--- START ---

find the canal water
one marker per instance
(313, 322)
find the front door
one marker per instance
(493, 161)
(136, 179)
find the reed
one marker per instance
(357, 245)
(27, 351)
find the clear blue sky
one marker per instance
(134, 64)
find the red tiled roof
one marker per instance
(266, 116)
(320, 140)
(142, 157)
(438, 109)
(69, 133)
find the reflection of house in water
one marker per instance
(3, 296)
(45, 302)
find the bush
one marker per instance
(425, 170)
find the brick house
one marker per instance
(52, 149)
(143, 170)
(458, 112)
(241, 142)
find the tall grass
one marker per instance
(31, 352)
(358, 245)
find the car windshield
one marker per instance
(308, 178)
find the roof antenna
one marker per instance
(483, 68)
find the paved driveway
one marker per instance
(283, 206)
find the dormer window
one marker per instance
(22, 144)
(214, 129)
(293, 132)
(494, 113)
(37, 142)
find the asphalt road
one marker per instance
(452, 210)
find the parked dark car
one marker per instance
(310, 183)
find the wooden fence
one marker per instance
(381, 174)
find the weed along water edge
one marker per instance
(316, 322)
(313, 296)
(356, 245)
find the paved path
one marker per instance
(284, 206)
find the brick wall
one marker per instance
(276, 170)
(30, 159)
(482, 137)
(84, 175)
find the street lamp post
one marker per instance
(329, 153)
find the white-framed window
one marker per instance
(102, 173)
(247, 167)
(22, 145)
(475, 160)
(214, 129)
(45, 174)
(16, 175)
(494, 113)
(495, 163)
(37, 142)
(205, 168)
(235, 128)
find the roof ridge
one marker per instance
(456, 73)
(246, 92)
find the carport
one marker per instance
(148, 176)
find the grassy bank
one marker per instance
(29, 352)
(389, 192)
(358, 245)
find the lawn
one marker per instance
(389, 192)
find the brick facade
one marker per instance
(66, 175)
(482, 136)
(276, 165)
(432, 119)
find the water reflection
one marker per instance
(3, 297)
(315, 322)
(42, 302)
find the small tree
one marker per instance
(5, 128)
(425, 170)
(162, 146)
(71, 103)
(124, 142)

--- END ---
--- START ---

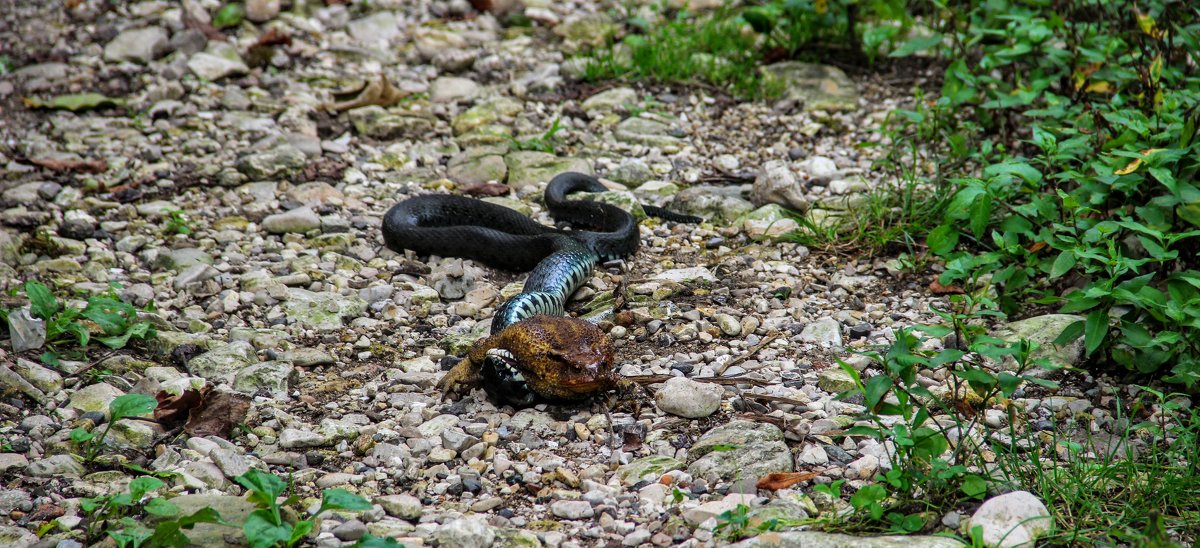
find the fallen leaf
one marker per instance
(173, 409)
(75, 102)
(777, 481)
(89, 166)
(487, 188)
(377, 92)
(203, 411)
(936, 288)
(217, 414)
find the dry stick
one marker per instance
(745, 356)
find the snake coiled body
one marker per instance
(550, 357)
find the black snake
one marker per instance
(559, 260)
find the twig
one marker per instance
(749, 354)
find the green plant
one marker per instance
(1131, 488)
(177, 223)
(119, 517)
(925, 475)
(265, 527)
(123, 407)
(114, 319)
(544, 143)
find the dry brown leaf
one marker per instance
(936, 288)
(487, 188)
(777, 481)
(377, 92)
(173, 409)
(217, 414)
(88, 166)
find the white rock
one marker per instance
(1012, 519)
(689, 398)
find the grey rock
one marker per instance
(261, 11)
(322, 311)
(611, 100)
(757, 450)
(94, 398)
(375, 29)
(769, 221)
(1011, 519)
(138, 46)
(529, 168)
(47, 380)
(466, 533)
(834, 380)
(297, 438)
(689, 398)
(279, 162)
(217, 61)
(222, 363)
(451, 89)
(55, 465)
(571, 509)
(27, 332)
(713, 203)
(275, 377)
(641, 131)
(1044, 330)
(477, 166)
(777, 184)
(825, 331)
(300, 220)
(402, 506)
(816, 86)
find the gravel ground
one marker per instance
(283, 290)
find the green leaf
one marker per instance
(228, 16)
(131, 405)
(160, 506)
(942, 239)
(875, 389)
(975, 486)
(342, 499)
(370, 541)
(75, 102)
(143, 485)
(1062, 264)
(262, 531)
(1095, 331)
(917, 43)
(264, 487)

--- END ---

▸ **Directions for this task**: Give back precisely the lines above that start at the line containing "find the canal water" and end at the line containing "find the paved path", inclusive. No other lines belong in the output.

▸ **Task response**:
find the canal water
one marker per instance
(313, 322)
find the front door
one marker per instance
(493, 161)
(136, 179)
find the reed
one marker per instance
(357, 245)
(27, 351)
find the clear blue sky
one marker per instance
(134, 64)
find the red tiled roof
one marker per instance
(266, 116)
(320, 140)
(142, 157)
(438, 109)
(69, 133)
find the reflection of house in water
one marker per instance
(3, 296)
(45, 302)
find the bush
one marker per instance
(425, 170)
find the brick house
one marker per instance
(52, 149)
(143, 170)
(458, 112)
(241, 142)
find the tall grass
one marker per instance
(31, 352)
(358, 245)
find the car windshield
one marker per instance
(308, 178)
find the roof antenna
one marker per instance
(483, 68)
find the paved driveway
one marker per instance
(283, 206)
find the dormer window
one marker per instance
(22, 144)
(214, 129)
(293, 132)
(494, 113)
(37, 142)
find the asphalt road
one marker per instance
(452, 210)
find the parked dark car
one marker per instance
(310, 183)
find the wooden fence
one marker per instance
(381, 174)
find the weed along water edge
one marker per instance
(316, 322)
(313, 296)
(356, 245)
find the paved path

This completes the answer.